● Texto extraído

....

EL SANTO ABANDONO (10. El abandono y el voto de la víctima)

 



EL ABANDONO Y EL VOTO DE VÍCTIMA

Antes de comparar estas dos cosas, conviene repetir en

pocas palabras la idea del Santo Abandono. 

Es una conformidad con el beneplácito divino, pero una conformidad

nacida del amor y llevada a un alto grado. No por

insensibilidad, sino por virtud el alma se establece en una

santa indiferencia para todo lo que no es Dios y su adorable

voluntad. Antes del acontecimiento que ha de mostrar al divino

beneplácito mantiénese en simple y general espera,

cumpliendo fielmente la voluntad de Dios significada.


Condúcese con prudencia en las cosas en que le pertenece

decidir, pero en las que dependen del divino beneplácito, por

más que tenga derecho a formular deseos y peticiones,

prefiere en general dejar a su Padre celestial el cuidado de

querer y de disponerlo todo a su gusto; ¡ tan grande es la

confianza que en El tiene y tan grandes las ansias de no hacer

sino la voluntad divina! Apenas le ha manifestado por un

acontecimiento esta voluntad, conformase con amor, no al

modo de una máquina que se deja mover, sino empleando

cuanto tiene de inteligencia y de voluntad para adaptarse y

uniformarse con el divino beneplácito y sacar de él todo el

provecho posible. Su amor y la sinceridad del abandono no la

impiden sentir las penas, pero no se agita por eso; bástale

poder cumplir la voluntad de Dios. He aquí, en conjunto, el

santo abandono tal cual lo hemos descrito siguiendo la

doctrina de San Francisco de Sales, que podría resumirse en

la fórmula siguiente: «Dios mío, no quiero en el mundo otra

cosa que a Vos y a vuestra santísima voluntad. Mi mayor

deseo es crecer en amor y en todas las virtudes, y por eso

deseo cumplir fielmente vuestra santa voluntad significada.

....

● Tarea 1
Según el texto sobre el santo abandono, ¿por qué el alma prefiere dejar a su Padre celestial el cuidado de disponerlo todo en las cosas que dependen del divino beneplácito?
● Tarea 2
Copia, por favor, del texto sobre el santo abandono el fragmento que va desde "poder cumplir la" hasta "santa voluntad significada.".
Las filas no hacen falta para resolver nada.

Fragmentos de datos de etiquetado de ubicaciones:
....

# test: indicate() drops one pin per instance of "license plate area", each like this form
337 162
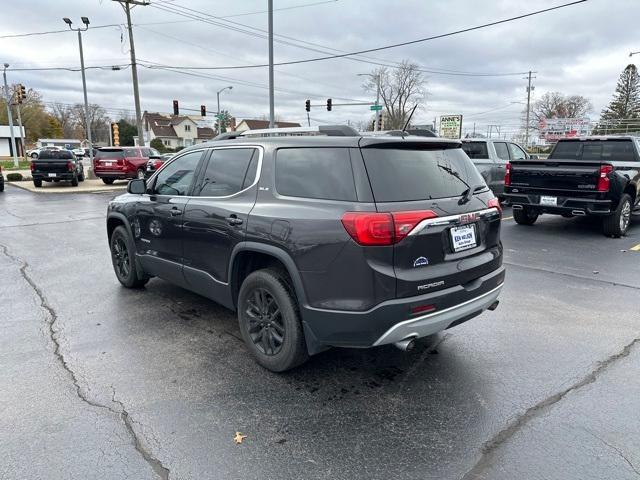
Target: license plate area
463 237
548 201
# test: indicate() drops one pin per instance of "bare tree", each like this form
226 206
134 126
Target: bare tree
400 89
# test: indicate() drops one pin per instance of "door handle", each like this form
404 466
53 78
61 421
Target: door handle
233 220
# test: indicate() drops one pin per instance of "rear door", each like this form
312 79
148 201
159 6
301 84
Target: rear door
215 219
443 242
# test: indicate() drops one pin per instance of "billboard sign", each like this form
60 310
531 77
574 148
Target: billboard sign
553 129
450 126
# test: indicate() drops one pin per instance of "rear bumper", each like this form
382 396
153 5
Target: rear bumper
392 321
566 205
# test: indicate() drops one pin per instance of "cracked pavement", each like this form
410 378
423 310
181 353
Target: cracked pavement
104 382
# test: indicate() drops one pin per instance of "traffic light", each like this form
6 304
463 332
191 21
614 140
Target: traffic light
21 93
116 134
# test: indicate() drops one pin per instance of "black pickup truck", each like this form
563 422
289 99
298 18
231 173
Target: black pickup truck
582 176
56 165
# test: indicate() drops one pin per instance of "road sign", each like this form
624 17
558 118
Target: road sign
450 126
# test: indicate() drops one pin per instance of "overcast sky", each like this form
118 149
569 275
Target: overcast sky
575 50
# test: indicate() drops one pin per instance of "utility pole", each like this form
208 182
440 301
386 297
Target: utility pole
526 127
271 99
8 99
126 5
87 120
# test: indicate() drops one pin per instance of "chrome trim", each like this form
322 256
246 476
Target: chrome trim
449 220
387 337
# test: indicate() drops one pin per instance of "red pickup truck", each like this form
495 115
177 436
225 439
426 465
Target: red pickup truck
113 163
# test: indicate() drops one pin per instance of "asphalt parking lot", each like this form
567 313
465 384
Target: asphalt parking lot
103 382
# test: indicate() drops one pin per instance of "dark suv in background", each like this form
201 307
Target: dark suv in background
318 241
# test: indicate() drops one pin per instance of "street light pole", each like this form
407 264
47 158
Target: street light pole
271 97
85 21
218 112
8 100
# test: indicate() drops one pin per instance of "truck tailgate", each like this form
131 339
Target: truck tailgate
559 175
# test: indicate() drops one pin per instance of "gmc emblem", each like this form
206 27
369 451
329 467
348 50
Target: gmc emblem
468 217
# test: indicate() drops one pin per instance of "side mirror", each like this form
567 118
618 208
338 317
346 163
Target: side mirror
137 186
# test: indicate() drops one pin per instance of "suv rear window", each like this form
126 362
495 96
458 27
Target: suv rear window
594 150
61 154
110 154
406 174
475 149
315 173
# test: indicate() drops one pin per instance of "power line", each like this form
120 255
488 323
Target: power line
411 42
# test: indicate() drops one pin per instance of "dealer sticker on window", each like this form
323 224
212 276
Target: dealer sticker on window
463 237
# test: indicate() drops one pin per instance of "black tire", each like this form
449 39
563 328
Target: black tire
617 224
123 259
525 216
268 310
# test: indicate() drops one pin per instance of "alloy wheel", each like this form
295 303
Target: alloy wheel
121 258
266 325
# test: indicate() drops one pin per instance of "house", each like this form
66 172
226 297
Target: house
175 130
5 140
262 124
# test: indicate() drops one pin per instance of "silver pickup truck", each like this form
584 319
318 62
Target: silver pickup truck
490 156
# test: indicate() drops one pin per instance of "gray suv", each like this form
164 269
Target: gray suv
491 158
318 241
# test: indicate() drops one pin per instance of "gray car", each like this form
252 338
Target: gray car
491 157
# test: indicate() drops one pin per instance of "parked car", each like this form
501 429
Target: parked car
35 152
598 176
156 161
113 163
56 165
317 241
491 157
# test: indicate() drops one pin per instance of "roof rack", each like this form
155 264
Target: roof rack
326 130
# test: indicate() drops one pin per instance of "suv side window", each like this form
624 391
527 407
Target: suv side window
502 151
324 173
516 152
176 177
229 170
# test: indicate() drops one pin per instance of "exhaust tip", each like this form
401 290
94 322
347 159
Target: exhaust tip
406 345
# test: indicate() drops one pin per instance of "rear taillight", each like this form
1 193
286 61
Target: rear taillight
603 178
374 228
494 203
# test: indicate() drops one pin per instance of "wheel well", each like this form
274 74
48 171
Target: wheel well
247 262
112 224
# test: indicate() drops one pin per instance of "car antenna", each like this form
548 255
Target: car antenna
409 119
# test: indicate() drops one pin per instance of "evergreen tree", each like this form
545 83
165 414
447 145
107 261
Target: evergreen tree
624 106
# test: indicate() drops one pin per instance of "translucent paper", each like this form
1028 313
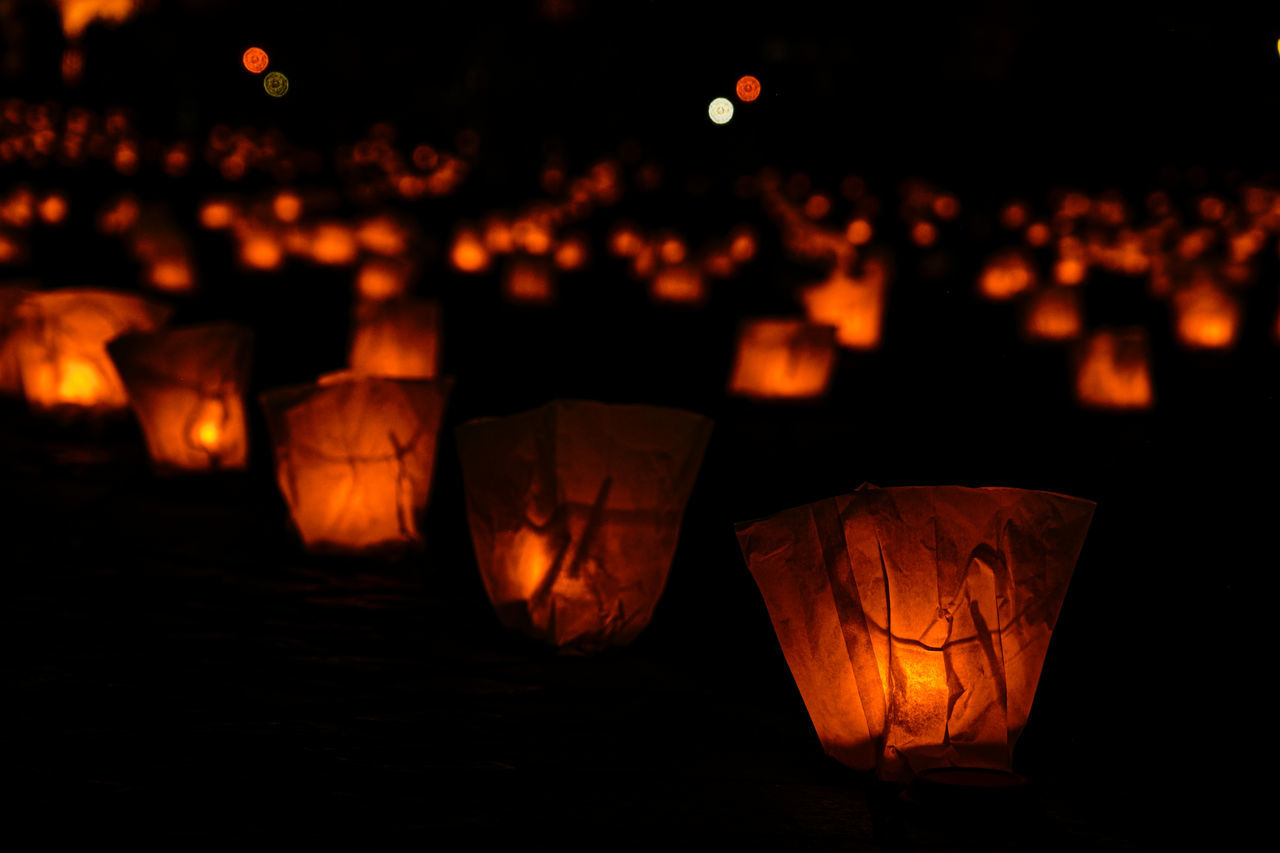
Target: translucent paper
353 457
398 338
62 345
186 387
915 620
575 510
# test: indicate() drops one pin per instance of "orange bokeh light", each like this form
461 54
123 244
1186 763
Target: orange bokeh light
255 59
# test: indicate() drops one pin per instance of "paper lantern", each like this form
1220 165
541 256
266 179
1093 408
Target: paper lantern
1054 314
915 620
62 345
397 338
1207 316
575 511
782 359
1111 370
353 457
186 387
853 305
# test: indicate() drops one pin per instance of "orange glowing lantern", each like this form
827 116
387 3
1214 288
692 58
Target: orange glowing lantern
853 305
186 387
62 346
915 620
353 457
1006 276
575 512
1112 372
398 338
782 359
679 283
1207 318
529 281
1054 314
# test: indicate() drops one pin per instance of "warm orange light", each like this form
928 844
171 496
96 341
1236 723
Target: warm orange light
255 60
680 283
853 305
1054 314
1006 276
782 359
469 254
923 233
529 281
287 206
859 232
53 209
333 243
1207 318
1111 370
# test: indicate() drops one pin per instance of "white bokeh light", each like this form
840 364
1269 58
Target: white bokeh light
721 110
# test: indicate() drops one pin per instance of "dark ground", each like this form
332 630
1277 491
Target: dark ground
178 667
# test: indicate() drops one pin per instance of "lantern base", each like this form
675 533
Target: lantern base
967 787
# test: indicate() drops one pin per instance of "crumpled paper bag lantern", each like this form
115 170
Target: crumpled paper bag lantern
575 511
780 359
915 620
62 345
1111 370
353 457
186 387
398 338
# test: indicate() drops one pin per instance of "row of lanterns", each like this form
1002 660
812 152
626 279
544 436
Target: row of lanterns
914 620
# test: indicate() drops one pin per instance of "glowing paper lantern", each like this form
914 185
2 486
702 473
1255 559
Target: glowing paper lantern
398 338
1054 314
1207 318
1111 370
186 387
782 359
915 620
575 511
853 305
62 345
353 457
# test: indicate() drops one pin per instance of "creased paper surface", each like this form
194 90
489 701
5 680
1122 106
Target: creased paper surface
915 620
575 510
355 456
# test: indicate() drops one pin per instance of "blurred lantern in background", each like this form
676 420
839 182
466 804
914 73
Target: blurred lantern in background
1207 316
1111 370
915 620
1054 314
782 359
186 387
855 306
529 279
397 338
60 345
353 457
575 511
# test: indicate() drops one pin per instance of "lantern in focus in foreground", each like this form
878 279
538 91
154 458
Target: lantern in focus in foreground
62 345
853 305
915 620
782 359
575 511
186 387
398 338
1111 370
353 457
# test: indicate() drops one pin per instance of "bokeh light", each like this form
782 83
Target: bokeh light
721 110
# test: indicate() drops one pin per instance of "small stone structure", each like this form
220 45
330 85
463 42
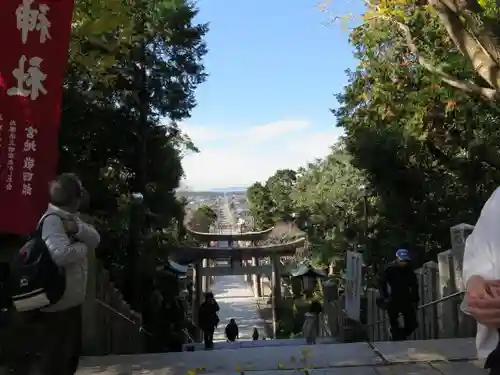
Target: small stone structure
440 286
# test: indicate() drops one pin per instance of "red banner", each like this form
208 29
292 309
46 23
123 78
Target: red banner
34 37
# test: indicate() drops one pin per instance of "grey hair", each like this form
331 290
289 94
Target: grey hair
66 190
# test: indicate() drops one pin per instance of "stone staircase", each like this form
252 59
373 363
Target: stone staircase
431 357
257 343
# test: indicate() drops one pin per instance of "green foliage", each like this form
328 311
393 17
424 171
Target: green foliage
102 130
426 152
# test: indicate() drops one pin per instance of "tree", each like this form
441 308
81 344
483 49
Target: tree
280 186
427 149
146 64
472 26
261 205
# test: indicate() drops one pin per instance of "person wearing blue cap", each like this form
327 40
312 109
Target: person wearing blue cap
398 287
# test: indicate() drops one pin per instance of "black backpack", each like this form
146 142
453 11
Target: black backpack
35 280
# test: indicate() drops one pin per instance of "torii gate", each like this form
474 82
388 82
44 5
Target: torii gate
240 256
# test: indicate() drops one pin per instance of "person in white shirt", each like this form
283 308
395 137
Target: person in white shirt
68 239
481 275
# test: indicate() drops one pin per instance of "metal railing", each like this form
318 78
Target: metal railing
432 303
140 326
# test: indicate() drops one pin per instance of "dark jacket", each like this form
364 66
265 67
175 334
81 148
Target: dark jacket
207 316
232 331
399 283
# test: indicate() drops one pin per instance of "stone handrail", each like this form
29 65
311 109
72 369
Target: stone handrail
440 290
110 325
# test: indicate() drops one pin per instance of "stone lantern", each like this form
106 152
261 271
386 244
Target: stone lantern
308 276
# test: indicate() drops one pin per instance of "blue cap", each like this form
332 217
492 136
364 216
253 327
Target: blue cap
403 254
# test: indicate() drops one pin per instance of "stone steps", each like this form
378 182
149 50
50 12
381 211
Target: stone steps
431 357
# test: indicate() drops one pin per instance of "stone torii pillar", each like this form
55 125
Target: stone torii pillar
276 290
257 291
198 294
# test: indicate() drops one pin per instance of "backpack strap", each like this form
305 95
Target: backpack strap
39 227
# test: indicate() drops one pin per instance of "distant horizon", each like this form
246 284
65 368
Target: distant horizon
215 190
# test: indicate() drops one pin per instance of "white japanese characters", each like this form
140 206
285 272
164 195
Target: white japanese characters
29 160
31 19
29 74
11 154
1 131
30 81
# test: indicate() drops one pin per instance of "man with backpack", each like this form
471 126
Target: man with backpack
398 287
67 240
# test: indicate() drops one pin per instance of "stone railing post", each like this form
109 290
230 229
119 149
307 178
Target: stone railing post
459 234
90 338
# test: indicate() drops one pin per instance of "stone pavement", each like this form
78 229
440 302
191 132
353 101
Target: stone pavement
236 300
432 357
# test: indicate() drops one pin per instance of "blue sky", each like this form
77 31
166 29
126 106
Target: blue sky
274 67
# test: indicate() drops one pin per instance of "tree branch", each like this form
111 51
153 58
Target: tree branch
466 86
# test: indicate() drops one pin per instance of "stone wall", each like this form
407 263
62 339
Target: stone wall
110 325
441 288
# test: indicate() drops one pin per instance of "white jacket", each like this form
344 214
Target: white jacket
482 257
70 254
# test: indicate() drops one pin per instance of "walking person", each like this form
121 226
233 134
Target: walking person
68 239
208 319
232 331
310 328
255 334
481 276
398 286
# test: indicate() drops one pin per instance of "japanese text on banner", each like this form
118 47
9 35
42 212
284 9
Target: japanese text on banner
32 70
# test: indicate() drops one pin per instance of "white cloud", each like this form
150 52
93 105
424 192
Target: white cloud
239 158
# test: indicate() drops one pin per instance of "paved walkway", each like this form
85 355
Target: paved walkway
236 301
432 357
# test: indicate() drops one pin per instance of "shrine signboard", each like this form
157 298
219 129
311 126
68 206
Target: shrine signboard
34 35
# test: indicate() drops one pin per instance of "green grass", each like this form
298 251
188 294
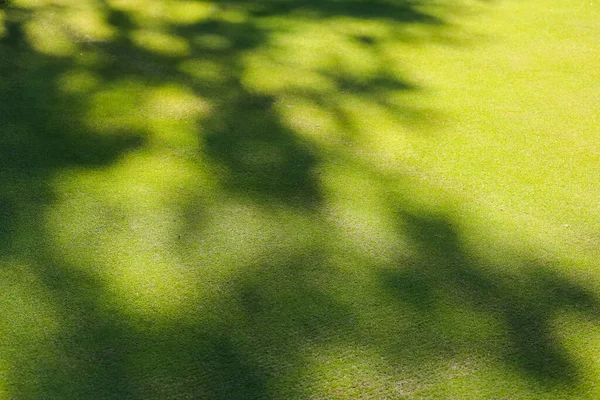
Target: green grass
299 199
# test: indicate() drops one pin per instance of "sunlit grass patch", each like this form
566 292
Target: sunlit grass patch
299 199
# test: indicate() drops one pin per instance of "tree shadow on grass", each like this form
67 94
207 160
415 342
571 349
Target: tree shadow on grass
523 297
273 326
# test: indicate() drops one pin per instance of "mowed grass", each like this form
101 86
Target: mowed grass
299 199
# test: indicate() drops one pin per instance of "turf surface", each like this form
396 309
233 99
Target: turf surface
299 199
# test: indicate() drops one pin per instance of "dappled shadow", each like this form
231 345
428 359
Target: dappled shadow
193 206
522 298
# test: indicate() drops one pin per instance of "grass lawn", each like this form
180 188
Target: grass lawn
285 199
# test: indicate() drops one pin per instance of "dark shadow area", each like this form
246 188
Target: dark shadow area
524 302
259 335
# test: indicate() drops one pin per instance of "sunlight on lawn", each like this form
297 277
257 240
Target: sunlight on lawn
284 199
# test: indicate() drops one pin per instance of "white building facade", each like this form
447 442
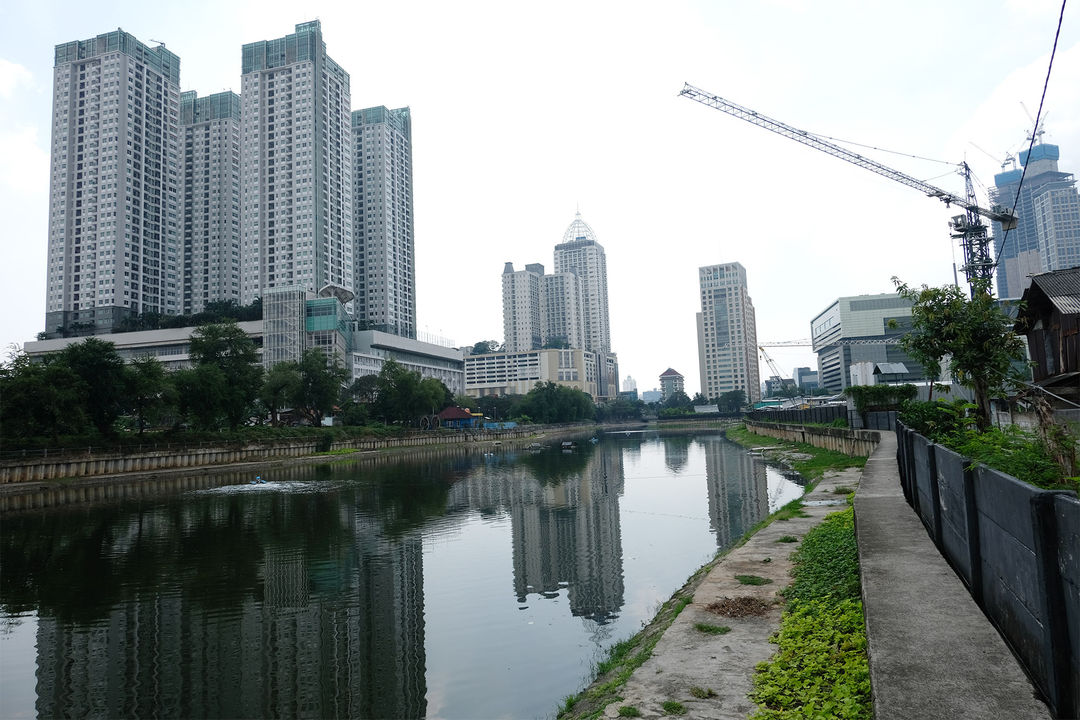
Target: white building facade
727 333
296 166
210 190
385 269
112 214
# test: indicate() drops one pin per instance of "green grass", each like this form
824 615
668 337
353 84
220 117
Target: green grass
709 628
753 580
673 707
820 669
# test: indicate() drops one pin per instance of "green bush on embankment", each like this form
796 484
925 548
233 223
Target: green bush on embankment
821 667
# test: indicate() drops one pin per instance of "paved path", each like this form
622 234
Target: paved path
687 661
933 653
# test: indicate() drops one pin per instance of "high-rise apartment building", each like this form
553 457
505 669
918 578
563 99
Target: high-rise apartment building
861 329
113 182
727 334
561 310
1048 212
296 166
541 311
579 253
521 308
385 271
210 246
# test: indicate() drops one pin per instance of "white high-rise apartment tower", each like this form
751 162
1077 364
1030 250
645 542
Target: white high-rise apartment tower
727 334
382 227
579 253
296 166
522 329
210 239
112 211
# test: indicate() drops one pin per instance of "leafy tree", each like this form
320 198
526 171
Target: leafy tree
40 398
228 349
149 391
279 386
974 334
319 385
200 392
102 370
549 403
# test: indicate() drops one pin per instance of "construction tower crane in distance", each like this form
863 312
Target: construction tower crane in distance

....

● Respuesta final 1
Porque es tan grande la confianza que tiene en Dios y tan grandes sus ansias de no hacer sino la voluntad divina.

● Respuesta final 2
poder cumplir la voluntad de Dios. He aquí, en conjunto, el

santo abandono tal cual lo hemos descrito siguiendo la

doctrina de San Francisco de Sales, que podría resumirse en

la fórmula siguiente: «Dios mío, no quiero en el mundo otra

cosa que a Vos y a vuestra santísima voluntad. Mi mayor

deseo es crecer en amor y en todas las virtudes, y por eso

deseo cumplir fielmente vuestra santa voluntad significada.